## [Activity]
Scan the records below, and wherever a line has the word "sleeve", pull it out.

## [Data records]
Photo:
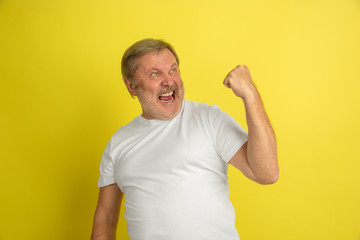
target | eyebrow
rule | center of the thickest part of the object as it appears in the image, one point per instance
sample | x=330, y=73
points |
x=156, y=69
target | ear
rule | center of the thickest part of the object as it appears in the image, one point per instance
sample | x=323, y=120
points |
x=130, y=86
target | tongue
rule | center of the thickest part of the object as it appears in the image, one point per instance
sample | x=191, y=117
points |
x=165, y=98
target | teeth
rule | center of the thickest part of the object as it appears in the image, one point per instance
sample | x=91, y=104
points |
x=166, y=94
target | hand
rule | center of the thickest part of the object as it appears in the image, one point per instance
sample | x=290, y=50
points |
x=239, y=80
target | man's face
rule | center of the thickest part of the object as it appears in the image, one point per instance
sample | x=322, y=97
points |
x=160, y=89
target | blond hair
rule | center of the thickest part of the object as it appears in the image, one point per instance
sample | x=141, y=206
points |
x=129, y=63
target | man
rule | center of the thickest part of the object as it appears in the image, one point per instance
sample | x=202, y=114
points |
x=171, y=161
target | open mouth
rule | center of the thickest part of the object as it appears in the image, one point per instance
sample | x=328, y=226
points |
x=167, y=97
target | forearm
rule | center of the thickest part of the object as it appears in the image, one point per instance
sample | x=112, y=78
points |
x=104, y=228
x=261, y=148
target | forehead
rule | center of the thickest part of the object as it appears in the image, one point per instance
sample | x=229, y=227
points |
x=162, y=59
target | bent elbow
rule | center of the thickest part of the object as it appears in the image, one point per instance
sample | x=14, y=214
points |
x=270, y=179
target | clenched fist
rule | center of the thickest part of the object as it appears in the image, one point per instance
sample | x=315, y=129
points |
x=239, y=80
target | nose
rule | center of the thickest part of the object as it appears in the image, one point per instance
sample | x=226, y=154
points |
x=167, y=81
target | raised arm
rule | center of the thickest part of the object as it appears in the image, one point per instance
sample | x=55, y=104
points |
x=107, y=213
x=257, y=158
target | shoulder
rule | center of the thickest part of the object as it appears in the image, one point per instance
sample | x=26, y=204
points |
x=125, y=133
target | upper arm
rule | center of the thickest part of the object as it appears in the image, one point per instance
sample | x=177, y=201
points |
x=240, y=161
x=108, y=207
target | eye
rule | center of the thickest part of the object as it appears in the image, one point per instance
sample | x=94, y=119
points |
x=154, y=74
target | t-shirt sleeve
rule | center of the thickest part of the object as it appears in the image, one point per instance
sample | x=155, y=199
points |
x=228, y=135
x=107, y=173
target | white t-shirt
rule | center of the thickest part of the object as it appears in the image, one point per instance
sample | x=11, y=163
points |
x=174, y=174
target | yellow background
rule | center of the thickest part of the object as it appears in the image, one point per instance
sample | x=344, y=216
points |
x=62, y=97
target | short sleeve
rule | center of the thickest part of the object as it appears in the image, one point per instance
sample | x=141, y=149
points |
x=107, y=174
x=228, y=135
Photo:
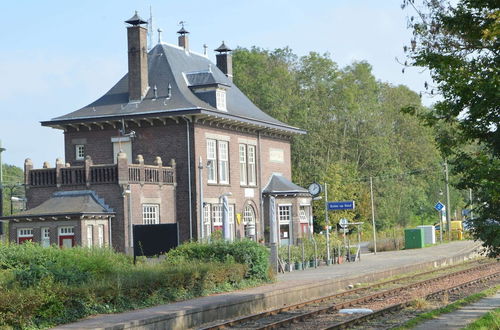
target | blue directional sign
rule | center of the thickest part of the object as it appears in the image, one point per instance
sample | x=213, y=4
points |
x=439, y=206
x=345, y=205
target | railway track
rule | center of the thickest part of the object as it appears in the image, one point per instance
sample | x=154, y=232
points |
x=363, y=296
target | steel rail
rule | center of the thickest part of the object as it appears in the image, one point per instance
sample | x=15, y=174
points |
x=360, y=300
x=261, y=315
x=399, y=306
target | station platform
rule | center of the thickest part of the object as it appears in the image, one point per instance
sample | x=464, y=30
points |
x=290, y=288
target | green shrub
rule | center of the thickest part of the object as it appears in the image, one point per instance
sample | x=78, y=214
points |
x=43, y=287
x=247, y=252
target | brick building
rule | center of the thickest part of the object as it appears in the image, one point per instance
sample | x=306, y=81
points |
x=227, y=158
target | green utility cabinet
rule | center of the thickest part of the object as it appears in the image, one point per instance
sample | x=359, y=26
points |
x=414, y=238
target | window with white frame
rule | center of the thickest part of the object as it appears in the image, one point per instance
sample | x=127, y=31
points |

## [Finished exercise]
target | t-shirt sleeve
target | short sleeve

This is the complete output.